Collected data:
[Start of section]

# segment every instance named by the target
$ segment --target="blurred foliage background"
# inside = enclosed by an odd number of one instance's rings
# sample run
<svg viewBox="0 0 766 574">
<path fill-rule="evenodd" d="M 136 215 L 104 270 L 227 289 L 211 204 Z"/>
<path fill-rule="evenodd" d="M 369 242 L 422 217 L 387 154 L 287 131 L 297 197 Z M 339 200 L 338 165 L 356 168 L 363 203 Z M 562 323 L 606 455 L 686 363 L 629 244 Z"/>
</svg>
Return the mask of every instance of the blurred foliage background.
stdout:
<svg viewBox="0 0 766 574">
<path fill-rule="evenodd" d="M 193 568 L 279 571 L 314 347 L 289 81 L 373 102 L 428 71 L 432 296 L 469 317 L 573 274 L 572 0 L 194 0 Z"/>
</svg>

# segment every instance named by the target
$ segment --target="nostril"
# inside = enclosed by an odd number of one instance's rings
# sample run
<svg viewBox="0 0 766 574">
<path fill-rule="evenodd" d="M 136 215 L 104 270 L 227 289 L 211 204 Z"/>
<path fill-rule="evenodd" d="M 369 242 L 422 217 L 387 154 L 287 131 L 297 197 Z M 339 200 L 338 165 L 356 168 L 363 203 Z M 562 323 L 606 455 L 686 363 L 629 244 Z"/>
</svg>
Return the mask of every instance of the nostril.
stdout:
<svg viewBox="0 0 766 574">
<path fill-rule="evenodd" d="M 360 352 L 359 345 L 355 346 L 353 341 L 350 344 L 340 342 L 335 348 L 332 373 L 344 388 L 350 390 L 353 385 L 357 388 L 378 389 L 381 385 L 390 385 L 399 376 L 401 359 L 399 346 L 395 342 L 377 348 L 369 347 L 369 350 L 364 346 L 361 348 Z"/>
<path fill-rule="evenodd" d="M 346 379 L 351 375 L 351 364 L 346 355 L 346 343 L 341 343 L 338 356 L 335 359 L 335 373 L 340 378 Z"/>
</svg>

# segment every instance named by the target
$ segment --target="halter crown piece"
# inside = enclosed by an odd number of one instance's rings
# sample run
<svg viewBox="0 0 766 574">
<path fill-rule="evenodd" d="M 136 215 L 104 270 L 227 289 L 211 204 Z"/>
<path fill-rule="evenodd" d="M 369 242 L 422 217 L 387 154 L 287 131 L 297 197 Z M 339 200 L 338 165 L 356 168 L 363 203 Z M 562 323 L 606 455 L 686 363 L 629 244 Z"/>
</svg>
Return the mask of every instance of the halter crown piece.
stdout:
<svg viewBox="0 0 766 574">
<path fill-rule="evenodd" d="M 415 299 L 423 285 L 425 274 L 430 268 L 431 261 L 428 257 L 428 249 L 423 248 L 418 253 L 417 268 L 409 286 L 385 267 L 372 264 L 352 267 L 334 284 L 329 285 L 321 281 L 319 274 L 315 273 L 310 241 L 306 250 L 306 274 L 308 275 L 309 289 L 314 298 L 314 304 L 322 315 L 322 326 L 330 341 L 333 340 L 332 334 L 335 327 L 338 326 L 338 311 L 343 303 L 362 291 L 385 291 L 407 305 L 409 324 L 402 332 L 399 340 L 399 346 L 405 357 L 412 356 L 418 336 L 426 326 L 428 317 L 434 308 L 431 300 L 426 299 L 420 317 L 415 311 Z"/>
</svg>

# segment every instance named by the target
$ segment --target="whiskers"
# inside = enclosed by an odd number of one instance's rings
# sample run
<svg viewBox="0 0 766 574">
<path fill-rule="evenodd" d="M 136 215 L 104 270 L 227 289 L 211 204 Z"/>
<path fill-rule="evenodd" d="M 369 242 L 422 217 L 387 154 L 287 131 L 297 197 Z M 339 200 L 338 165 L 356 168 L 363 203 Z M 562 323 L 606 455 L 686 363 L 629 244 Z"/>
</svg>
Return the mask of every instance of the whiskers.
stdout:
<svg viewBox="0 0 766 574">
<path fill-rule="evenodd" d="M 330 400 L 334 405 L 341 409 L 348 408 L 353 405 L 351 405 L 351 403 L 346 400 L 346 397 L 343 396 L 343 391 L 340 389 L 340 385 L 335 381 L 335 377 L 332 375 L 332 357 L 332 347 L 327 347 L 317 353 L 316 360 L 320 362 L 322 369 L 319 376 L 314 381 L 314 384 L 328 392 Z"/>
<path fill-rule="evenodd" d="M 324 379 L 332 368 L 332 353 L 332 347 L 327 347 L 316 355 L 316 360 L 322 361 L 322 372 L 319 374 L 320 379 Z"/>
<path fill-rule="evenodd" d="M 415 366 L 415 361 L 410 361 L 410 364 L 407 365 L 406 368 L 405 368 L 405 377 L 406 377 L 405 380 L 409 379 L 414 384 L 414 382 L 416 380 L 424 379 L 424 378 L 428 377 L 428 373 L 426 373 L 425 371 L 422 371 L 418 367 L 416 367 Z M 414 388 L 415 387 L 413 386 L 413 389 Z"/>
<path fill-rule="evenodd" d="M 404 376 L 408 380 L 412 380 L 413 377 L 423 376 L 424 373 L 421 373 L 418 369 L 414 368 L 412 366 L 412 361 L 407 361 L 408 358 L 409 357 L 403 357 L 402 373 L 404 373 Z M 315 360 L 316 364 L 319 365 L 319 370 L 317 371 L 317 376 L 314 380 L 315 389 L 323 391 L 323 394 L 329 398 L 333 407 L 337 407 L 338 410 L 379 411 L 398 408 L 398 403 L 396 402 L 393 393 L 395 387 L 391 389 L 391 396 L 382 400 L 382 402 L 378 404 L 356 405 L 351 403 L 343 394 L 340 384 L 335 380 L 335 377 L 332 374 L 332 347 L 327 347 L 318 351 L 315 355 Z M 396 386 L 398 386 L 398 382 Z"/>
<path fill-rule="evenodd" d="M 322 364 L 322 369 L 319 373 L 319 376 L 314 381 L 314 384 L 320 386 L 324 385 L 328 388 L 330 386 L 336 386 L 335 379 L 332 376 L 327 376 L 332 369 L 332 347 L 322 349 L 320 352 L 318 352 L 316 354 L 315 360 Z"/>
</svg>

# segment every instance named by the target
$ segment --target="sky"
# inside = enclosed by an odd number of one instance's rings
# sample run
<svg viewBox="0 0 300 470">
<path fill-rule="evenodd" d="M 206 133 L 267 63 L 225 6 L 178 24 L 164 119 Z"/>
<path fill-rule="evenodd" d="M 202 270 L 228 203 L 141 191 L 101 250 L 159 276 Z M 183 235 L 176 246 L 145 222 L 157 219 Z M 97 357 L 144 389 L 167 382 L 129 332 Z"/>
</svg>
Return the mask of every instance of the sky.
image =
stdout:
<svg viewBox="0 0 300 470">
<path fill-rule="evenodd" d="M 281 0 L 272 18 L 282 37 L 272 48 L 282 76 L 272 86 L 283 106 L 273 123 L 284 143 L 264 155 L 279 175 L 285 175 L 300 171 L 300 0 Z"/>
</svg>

[End of section]
[Start of section]

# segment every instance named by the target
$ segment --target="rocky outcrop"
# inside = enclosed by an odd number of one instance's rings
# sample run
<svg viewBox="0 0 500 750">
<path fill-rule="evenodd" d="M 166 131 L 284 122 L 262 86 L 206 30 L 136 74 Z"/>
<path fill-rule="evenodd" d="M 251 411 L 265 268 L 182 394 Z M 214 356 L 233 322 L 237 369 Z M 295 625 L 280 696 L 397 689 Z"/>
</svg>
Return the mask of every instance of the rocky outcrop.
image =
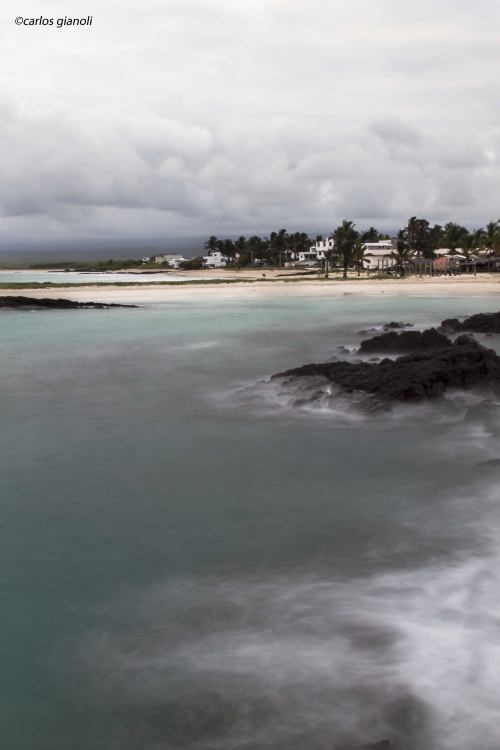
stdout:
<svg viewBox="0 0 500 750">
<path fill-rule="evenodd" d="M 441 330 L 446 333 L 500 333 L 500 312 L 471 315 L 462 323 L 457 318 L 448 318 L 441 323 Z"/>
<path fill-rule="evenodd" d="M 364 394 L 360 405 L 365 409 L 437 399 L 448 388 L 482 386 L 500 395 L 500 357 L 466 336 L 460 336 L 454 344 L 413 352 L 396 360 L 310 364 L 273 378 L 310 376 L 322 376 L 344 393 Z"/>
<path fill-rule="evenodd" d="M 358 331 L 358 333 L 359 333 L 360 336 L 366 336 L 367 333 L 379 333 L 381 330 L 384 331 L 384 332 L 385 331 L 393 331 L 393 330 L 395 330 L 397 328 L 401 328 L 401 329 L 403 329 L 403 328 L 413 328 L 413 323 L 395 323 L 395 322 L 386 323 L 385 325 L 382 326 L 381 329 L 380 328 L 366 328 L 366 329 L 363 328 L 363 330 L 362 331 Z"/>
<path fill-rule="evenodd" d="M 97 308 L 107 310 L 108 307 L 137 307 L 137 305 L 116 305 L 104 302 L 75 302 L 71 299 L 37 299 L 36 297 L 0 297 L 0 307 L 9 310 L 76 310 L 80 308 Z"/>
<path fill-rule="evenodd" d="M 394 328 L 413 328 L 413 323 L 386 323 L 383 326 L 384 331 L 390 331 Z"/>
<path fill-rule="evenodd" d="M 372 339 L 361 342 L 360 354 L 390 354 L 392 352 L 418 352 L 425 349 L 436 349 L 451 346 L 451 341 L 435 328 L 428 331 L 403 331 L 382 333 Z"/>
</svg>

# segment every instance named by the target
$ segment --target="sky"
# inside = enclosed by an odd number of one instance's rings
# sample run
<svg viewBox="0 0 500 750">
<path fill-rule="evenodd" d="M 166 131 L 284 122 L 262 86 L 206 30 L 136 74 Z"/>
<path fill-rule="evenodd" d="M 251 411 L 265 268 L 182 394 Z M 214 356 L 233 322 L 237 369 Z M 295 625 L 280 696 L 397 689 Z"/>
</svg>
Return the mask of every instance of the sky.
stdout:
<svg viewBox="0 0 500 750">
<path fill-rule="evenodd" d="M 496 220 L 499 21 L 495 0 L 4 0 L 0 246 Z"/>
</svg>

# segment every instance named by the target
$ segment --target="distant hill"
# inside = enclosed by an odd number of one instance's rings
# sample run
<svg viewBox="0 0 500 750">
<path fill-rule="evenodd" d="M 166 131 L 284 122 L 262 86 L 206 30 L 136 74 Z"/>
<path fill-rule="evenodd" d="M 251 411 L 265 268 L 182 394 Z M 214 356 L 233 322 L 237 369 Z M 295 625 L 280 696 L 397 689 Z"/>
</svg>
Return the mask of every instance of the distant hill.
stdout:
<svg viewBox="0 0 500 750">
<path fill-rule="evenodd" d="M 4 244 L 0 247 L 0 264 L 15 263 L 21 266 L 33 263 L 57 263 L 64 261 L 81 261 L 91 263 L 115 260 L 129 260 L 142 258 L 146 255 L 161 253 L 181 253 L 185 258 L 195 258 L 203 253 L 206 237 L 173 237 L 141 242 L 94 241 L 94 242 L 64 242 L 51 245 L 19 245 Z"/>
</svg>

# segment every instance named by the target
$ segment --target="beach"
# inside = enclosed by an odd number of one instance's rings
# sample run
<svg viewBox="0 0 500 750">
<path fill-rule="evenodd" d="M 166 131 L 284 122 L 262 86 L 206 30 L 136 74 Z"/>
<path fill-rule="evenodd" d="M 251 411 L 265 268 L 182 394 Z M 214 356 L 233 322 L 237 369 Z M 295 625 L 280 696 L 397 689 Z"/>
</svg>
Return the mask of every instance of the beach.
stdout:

[End of section]

DIRECTIONS:
Scan the data above, find each line with "halter", and copy it.

TASK OUTPUT:
$ segment --target="halter crown piece"
Return the mask of every instance of the halter crown piece.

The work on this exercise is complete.